> TASKS TO PERFORM:
1/ Reproduce word for word the part of the Idolomantis diabolica thread that opens with the words containing "Oops, yeah they" and closes with "adult idolomantis female.".
2/ In the Idolomantis diabolica thread, how do the antennae of adult males differ from those of subadults?

** start of TEXT BLOCK **

# idolomantis diabolica



## andy hood (Jan 14, 2008)

here's a pic of two of my idolomantis diabolica nymphs ( i have 3 but one is a bit sickly  )


----------



## macro junkie (Jan 14, 2008)

there looking like L6? u breeding them..is this your 1st time with them?


----------



## andy hood (Jan 14, 2008)

yes i think there L6 or 7 all 3 have recently moulted, i hope to breed them in the future , mine are female by the look of it, it is also my first time with this species and apart from the sickly one the other two are doing fine


----------



## macro junkie (Jan 14, 2008)

i have 2 also..there great..mine are same size as yours,.


----------



## andy hood (Jan 14, 2008)

yes i have seen your thread about your diabolica's , i hope you have good luck with yours too


----------



## macro junkie (Jan 25, 2008)

any updates?


----------



## andy hood (Jan 31, 2008)

i think there all males by the look of it?? the sickly one is still alive it has a bent raptorial arm and leg (i dont no weather it will right itself after its next moult??) and the other two are doing well indeed


----------



## andy hood (Mar 11, 2008)

one moulted last night


----------



## andy hood (Mar 11, 2008)

this morning


----------



## macro junkie (Mar 11, 2008)

sorted..i thought u said there male..?can u post a pic of its face..  as close as u can get it...your get a positive id then.


----------



## andy hood (Mar 11, 2008)

this is the best i can do scott, this is the one that moulted last night


----------



## andy hood (Mar 11, 2008)

this is my other one


----------



## Mantida (Mar 11, 2008)

Both of them look like females.


----------



## macro junkie (Mar 11, 2008)

top one looks male.?looks to me like u have a breeding pair.

heres mine

Female






Male


----------



## Mantida (Mar 11, 2008)

Oops, yeah they are male and female (I think). I misread your (andy hood's) post and read that it molted to adult.

Adult idolomantis male antennae are a lot thicker and longer than subadult, so I mistook it for an adult idolomantis female.


----------



## macro junkie (Mar 11, 2008)

ok..yer there both sub adult the pics i posted..thought it might help u andy determine if u have a [air..be good news if u have..


----------

** end of TEXT BLOCK **
** start of RAW RECORDS **

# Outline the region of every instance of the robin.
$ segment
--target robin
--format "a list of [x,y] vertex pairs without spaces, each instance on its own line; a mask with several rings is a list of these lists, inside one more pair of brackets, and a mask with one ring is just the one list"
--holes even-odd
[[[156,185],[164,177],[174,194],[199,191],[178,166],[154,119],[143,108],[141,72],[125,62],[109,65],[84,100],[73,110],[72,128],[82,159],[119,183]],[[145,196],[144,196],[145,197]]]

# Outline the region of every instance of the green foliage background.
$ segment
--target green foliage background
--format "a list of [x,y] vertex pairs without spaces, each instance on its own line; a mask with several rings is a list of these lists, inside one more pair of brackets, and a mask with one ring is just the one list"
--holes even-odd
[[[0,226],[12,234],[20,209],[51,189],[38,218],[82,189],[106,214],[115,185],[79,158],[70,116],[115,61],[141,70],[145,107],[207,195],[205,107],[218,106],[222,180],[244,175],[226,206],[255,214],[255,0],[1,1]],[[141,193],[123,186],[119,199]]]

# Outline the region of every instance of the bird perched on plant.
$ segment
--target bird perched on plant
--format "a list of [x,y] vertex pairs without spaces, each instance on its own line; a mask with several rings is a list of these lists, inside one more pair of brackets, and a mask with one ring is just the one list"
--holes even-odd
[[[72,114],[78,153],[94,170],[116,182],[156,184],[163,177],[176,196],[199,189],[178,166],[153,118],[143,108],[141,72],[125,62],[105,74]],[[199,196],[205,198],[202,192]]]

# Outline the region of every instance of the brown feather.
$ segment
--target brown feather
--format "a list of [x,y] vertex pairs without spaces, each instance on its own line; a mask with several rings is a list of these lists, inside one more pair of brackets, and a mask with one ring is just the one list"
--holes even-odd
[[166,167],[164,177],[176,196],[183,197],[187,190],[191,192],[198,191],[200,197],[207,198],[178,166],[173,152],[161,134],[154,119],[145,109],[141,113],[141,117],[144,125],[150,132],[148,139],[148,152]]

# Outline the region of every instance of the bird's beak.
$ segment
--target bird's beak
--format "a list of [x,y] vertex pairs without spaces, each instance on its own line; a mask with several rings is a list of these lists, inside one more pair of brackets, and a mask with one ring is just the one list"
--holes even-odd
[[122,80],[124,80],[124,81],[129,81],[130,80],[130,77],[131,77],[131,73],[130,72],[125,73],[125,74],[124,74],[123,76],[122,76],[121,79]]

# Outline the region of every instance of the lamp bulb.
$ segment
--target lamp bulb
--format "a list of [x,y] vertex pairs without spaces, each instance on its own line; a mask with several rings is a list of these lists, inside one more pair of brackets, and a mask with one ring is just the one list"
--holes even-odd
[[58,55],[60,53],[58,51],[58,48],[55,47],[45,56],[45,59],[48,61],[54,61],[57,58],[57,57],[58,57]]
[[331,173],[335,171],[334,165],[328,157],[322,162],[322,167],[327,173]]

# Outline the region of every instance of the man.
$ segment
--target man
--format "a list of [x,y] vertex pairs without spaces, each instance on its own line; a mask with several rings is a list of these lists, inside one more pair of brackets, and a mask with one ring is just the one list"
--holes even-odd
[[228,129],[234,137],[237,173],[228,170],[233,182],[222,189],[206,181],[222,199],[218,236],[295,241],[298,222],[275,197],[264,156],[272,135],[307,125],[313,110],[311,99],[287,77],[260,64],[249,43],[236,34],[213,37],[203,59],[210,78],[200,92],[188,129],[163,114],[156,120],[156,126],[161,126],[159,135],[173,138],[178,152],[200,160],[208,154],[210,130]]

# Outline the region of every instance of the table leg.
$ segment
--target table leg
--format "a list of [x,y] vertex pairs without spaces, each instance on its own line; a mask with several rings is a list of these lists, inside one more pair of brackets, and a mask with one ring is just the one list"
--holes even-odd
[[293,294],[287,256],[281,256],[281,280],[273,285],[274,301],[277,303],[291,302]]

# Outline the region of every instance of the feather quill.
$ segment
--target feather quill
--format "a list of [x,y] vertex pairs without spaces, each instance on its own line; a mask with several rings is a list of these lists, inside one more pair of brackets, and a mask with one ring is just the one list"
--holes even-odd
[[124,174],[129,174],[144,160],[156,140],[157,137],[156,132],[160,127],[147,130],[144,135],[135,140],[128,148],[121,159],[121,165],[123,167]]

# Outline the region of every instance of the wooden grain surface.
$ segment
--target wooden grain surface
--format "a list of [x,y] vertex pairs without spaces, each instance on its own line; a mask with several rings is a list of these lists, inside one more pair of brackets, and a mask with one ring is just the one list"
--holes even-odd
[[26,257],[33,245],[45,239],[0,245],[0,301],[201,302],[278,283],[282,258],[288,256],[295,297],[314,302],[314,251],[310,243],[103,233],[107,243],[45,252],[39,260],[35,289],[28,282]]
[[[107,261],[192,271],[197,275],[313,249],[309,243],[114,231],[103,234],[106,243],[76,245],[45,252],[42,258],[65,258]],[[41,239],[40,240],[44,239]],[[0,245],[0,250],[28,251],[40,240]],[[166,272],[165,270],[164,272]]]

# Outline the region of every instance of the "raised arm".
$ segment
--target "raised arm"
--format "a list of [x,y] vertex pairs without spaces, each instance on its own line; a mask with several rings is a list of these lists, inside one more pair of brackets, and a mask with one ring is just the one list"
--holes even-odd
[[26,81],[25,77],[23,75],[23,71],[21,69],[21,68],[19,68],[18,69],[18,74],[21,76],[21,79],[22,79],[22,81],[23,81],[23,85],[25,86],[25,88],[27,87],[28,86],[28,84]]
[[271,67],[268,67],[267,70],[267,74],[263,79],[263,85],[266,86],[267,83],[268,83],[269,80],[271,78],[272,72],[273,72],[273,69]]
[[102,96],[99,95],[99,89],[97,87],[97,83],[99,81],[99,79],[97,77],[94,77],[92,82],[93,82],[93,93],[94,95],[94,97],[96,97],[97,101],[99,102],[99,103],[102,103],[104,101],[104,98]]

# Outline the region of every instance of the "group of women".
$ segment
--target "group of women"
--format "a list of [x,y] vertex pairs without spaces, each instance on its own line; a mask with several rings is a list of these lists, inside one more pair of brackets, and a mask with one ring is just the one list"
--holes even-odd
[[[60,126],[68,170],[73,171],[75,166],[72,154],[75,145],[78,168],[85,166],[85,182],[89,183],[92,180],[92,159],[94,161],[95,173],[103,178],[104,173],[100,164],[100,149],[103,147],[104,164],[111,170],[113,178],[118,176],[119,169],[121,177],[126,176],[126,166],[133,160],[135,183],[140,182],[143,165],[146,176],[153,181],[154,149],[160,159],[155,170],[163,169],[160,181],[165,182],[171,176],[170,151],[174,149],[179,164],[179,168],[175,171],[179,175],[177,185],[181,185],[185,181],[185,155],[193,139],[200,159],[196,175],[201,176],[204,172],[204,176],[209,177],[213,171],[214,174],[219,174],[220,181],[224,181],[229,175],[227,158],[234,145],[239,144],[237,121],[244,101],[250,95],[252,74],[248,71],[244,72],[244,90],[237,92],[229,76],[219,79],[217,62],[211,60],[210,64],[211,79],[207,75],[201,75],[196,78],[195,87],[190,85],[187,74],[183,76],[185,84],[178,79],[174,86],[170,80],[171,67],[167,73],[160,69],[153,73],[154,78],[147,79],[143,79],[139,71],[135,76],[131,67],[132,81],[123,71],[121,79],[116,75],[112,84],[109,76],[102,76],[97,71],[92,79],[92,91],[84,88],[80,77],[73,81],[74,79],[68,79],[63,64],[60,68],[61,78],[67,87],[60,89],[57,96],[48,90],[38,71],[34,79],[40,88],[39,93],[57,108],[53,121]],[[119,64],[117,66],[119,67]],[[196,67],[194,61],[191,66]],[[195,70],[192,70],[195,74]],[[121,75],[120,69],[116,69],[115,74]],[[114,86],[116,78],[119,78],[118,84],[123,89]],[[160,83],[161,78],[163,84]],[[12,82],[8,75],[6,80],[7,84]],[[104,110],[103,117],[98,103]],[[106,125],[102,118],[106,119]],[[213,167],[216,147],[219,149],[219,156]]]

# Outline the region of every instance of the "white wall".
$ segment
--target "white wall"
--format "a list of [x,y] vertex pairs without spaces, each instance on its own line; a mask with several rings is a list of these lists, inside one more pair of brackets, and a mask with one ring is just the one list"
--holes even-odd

** end of RAW RECORDS **

> ANSWERS FOR THE EXERCISE:
1/
Oops, yeah they are male and female (I think). I misread your (andy hood's) post and read that it molted to adult.

Adult idolomantis male antennae are a lot thicker and longer than subadult, so I mistook it for an adult idolomantis female.

2/ Adult male antennae are a lot thicker and longer than subadult antennae.